▸ Data for the task:

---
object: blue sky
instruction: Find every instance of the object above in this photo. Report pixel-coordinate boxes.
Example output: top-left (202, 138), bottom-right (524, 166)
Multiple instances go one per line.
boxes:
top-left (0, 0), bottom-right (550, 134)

▸ What the task asks:
Print the rows above again, unchanged, character for character.

▸ In response:
---
object: blue sky
instruction: Find every instance of the object above in this photo. Report pixel-coordinate boxes.
Example output: top-left (202, 138), bottom-right (524, 166)
Multiple instances go one per line.
boxes:
top-left (0, 0), bottom-right (550, 134)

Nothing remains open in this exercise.